[Start of Attachment]

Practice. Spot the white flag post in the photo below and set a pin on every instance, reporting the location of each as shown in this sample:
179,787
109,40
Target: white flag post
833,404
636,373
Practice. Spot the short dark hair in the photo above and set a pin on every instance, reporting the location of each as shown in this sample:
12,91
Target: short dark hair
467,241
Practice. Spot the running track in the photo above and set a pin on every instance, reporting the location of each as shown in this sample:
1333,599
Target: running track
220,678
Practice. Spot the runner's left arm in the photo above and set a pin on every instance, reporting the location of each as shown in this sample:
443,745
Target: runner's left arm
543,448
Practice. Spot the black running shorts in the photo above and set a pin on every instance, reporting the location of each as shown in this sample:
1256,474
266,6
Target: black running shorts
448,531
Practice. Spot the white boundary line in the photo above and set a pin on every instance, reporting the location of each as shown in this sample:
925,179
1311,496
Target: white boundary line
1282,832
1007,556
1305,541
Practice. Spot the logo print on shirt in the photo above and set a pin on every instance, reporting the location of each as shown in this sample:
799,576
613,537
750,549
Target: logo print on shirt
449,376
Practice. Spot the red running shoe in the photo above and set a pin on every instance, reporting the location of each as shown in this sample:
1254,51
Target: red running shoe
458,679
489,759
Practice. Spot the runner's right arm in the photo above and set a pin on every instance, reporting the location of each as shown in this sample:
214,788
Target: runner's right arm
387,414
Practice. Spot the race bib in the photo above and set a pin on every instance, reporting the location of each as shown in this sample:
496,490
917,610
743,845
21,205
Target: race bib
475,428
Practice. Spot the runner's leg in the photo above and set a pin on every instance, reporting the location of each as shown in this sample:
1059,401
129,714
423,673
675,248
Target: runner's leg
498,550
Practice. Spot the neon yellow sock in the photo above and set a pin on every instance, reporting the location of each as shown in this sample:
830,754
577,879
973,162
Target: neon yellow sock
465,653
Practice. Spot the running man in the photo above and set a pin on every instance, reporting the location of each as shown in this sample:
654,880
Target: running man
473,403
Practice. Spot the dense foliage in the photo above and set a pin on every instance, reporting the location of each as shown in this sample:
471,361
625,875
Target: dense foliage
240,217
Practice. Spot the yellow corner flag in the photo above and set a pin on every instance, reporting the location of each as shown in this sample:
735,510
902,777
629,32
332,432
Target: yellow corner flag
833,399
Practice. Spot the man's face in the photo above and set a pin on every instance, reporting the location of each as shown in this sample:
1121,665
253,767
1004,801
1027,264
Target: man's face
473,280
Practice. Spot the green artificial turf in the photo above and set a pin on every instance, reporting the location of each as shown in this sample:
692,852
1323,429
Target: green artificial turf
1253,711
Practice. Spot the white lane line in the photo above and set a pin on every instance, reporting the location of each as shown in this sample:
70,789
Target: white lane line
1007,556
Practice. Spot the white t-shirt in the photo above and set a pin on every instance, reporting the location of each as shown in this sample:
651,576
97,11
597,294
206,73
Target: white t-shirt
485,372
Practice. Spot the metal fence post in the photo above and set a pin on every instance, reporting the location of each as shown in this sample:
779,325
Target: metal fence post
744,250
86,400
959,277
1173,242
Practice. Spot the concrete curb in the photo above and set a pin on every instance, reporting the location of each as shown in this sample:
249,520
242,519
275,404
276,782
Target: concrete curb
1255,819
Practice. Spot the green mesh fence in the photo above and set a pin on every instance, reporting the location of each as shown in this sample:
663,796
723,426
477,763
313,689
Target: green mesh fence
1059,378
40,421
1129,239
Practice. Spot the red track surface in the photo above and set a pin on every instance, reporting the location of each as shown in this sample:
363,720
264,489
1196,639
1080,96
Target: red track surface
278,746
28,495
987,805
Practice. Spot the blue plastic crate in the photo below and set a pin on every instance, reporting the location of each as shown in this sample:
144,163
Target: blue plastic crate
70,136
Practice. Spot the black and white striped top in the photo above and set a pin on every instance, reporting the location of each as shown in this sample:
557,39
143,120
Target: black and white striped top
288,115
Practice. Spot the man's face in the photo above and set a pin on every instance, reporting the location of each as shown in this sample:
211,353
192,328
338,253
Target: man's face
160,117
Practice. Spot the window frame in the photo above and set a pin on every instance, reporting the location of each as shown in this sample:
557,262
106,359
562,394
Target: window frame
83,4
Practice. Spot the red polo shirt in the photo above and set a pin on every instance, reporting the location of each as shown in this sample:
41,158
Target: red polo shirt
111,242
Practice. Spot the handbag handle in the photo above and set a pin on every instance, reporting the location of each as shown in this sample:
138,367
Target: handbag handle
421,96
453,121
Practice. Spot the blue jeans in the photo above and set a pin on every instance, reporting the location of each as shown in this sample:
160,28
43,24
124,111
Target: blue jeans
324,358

[End of Attachment]

▸ **Exercise**:
Output the full set of entries exactly as they were given.

▸ **Result**:
Practice. Spot the white flag post in the photo below and set a pin on every instance, reporting the location of each as shown in this sample:
179,787
109,40
Target: white flag post
833,404
636,373
Practice. Spot the short dark hair in the photo above and set a pin on every instance, reporting the location of each as shown in this sample:
12,91
Target: short dark hair
467,241
Practice. Spot the running track in the photo above and set a pin on every instance, reporting the location of each as shown in this sample:
1333,599
Target: running track
220,678
Practice. Spot the runner's left arm in the photo above and set a pin on every instance, reporting the location of each as shown in this sample:
443,745
Target: runner's left arm
543,448
Practice. Spot the black running shorts in the photo above and set a pin on every instance, reporting the location of each as shown in this sample:
1256,474
266,6
Target: black running shorts
448,531
Practice. Spot the white boundary line in the photo above and set a pin on every instance, reporting the location of each as shown in this sample:
925,179
1311,496
Target: white boundary line
1282,832
1007,556
1305,541
Practice. Spot the logo print on shirt in the photo above and set a pin on every instance, reporting the location of each as shown in this sample:
799,576
613,537
750,549
Target: logo print on shirt
449,376
Practice. Spot the red running shoe in the photo above and set a pin on every instance, reporting the location of each as shown in this sample:
1254,51
Target: red running shoe
458,679
489,759
Practice. Spot the runner's right arm in the photo above and set a pin on every instance, reporting the location of each as shown in this sample:
214,788
Target: runner's right arm
387,414
Practice. Spot the race bib in the photo above and set a pin on every instance, reporting the location of each as shown in this sample:
496,490
917,610
743,845
21,205
Target: race bib
475,428
Practice. Spot the runner's leg in the photo above and set a pin on every instance, reporting the location of each as shown in this sample:
1059,401
129,714
423,673
675,248
Target: runner's leg
498,550
Practice. Spot the neon yellow sock in the photo above and set a pin on every instance, reporting the location of each as shown in this sample:
830,754
577,879
973,162
Target: neon yellow sock
465,653
Practice. Spot the running man in the photo above and set a pin on every instance, reporting the location of each as shown in this sample:
654,880
Target: running man
473,403
Practice. Spot the dense foliage in the photo above and set a pin on every instance, reporting the location of each as shown in this sample:
471,361
625,875
Target: dense foliage
240,217
Practice. Spot the yellow corner flag in the photo above and set a pin on every instance, reporting the location of each as shown in this sample:
735,510
902,777
629,32
332,432
Target: yellow corner flag
833,399
Practice. Spot the man's face in the photo above and set a pin on every instance, reporting the location of each as shown in this sample:
1121,665
253,767
1004,801
1027,264
Target: man's face
473,280
Practice. Spot the green artificial turf in the photo above and set a pin on every instance, reporting the location of each as shown in this sample:
692,852
1323,429
Target: green artificial turf
1253,711
Practice. Spot the white lane line in the photo above and set a pin on every instance, reporting the location of each as shown in this sample:
70,789
Target: white lane line
1007,556
Practice. Spot the white t-shirt in the photo above and set a pin on every instance, reporting the location of each as shown in this sample:
651,576
97,11
597,294
206,73
Target: white t-shirt
485,372
Practice. Spot the metal fence post in the photo above and set a pin on every instance, reporting the location of each as shown in this sample:
779,325
Target: metal fence post
744,250
86,400
959,277
1173,242
Practice. Spot the concrete curb in the photo above and set a pin on every instance, reporting the location of each as shown in this sample:
249,520
242,519
275,404
276,782
Target: concrete curb
1255,819
Practice. Spot the green mesh fence in the photo above and set a pin on every instance, reporting the location of each as shown in this sample:
663,796
723,426
477,763
313,689
Target: green mesh fence
1059,378
40,421
1129,239
Practice. Spot the red track surface in the photo above and set a pin on every instance, reporting the location of each as shown in this sample:
363,720
264,489
1196,639
1080,96
Target: red track surface
278,746
28,495
987,805
Practice. Spot the blue plastic crate in the photo below and set a pin on every instance, reporting the location of each as shown in this sample:
144,163
Target: blue plastic crate
70,136
Practice. Spot the black and white striped top in the photo above and set a pin on every instance, reporting the location of each as shown in this sample:
557,39
143,120
Target: black and white striped top
288,115
Practice. Spot the man's face in the photo above and set a pin on every instance, reporting the location of each as shown in this sample:
211,353
192,328
338,253
Target: man's face
160,117
Practice. Spot the window frame in the photo above and set a pin on every instance, reporting the location of each as shown in this sample:
557,262
106,359
562,394
Target: window frame
83,4
Practice. Spot the red polo shirt in the photo above and set a pin on every instance, reporting the location of each as shown in this sample:
41,158
Target: red polo shirt
111,242
Practice. Spot the handbag handle in the photo above and set a pin on every instance, reporting the location of each as shown in this sample:
138,367
Target: handbag handle
421,96
453,121
Practice. Spot the blue jeans in the photo above and set a pin on every instance, reporting the location of each as shown in this sample:
160,28
43,24
124,111
Target: blue jeans
324,358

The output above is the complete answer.